_Written task:_ Write out all the lines below again, requests included, and increase every coordinate in the answers by 105 while keeping the requests and their sample coordinates unchanged. Leave the pictures out.

···

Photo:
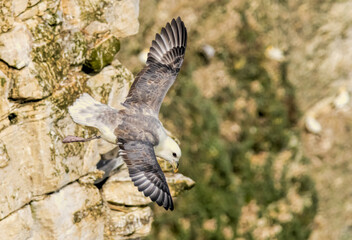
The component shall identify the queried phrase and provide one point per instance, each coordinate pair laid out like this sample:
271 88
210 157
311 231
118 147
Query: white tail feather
89 112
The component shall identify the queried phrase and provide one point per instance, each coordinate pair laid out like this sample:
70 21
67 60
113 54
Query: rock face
49 48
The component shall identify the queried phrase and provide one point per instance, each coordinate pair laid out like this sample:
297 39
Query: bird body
135 126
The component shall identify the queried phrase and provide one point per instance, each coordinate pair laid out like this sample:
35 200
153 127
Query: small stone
134 222
15 46
122 17
102 53
96 27
4 157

···

_Reply to the task:_
Photo:
The component shall identify the queried phrase and provide one point per instance, each coordinate pair laid out like this sample:
271 88
210 157
311 231
118 147
Query: white tail feather
194 217
The component shall identify the queried phrase and provide one point per instance, each coordinate pair laid out like this sample:
70 21
67 60
113 54
Query: rock face
154 153
The component shall identify the queried phrase and provide one point per instance, each coordinate pair laid out like this sample:
297 39
Query: bird body
240 231
The component shall identify the queried phrase and provide one point per instance, each coordinate pair laid out like this sample:
35 200
153 127
Query: small stone
239 327
120 151
227 122
207 158
201 132
109 262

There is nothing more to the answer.